##### Data supplied

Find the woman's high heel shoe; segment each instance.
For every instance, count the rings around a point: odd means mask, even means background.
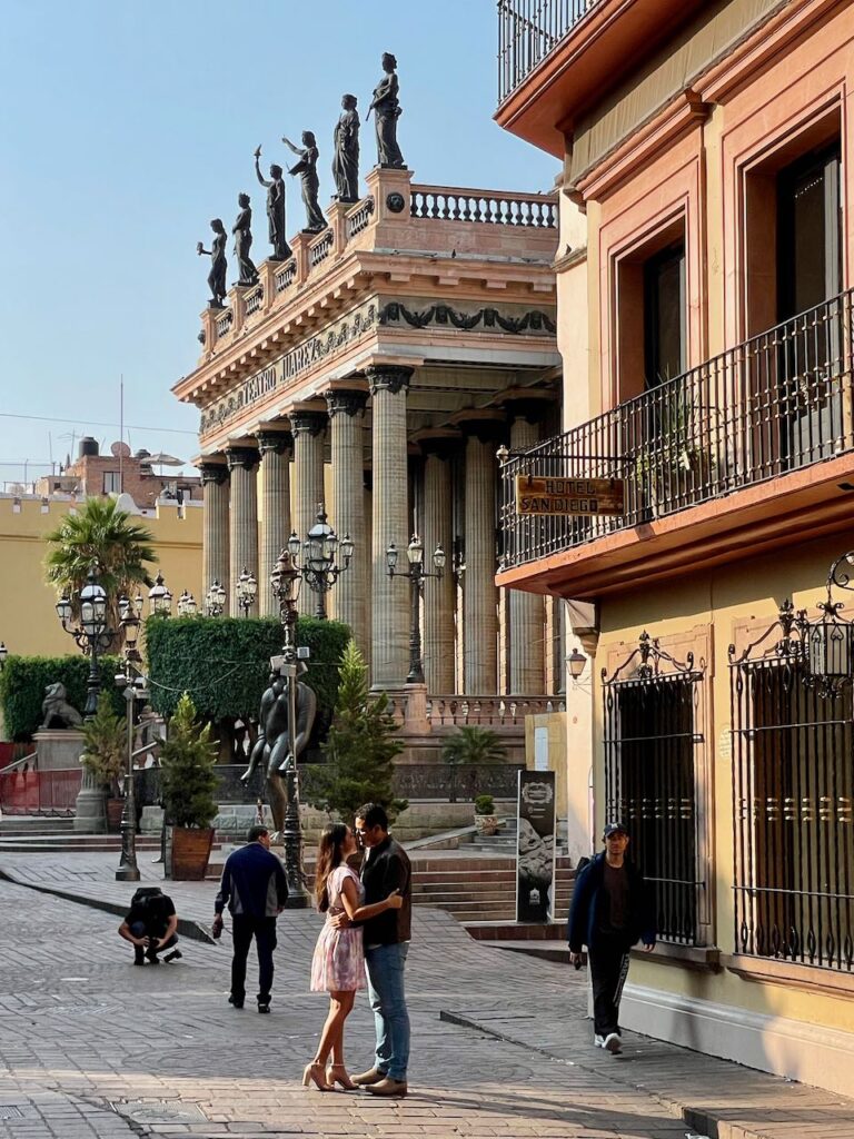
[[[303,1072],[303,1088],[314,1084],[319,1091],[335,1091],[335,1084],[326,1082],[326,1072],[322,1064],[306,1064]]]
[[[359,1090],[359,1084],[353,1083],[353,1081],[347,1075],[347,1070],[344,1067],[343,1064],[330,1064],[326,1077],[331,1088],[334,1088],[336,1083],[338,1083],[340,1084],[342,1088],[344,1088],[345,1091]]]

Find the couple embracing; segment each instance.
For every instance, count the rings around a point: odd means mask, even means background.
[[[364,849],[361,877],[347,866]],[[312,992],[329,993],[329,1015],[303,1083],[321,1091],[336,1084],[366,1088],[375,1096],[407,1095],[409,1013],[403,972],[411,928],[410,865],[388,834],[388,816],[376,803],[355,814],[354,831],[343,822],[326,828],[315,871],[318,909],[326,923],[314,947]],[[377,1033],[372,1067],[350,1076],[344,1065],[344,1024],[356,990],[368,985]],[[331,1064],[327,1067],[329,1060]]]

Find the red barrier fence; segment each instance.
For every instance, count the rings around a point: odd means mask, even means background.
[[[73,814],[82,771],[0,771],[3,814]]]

##########

● **Task instructions**:
Reproduce all of the material above with "background" replaced by "empty space" everywhere and nothing else changed. Leave out the pictures.

● **Solution**:
Find the woman's high heel shoe; segment each instance.
For every instance, count the rings around a point: odd means mask, even means empty space.
[[[303,1072],[303,1088],[314,1084],[319,1091],[335,1091],[335,1084],[326,1082],[326,1072],[322,1064],[306,1064]]]
[[[359,1090],[359,1084],[353,1083],[353,1081],[347,1075],[347,1070],[344,1067],[343,1064],[330,1064],[326,1077],[331,1088],[334,1088],[336,1083],[338,1083],[340,1084],[342,1088],[344,1088],[345,1091]]]

Find the couple embracing; segment each instance.
For every instance, count the rings around a point: odd means mask, even means empty space.
[[[364,849],[361,877],[347,866]],[[312,992],[329,993],[329,1015],[303,1083],[321,1091],[336,1084],[366,1088],[375,1096],[407,1095],[409,1013],[403,972],[411,928],[410,865],[388,834],[388,816],[376,803],[355,814],[354,831],[343,822],[326,828],[315,871],[318,909],[326,923],[314,947]],[[377,1033],[372,1067],[350,1076],[344,1065],[344,1024],[356,990],[368,985]],[[331,1064],[327,1067],[329,1060]]]

Find the red barrier fence; segment each instance.
For every instance, count the rings around a point: odd means mask, even means empty space.
[[[73,814],[82,771],[0,771],[3,814]]]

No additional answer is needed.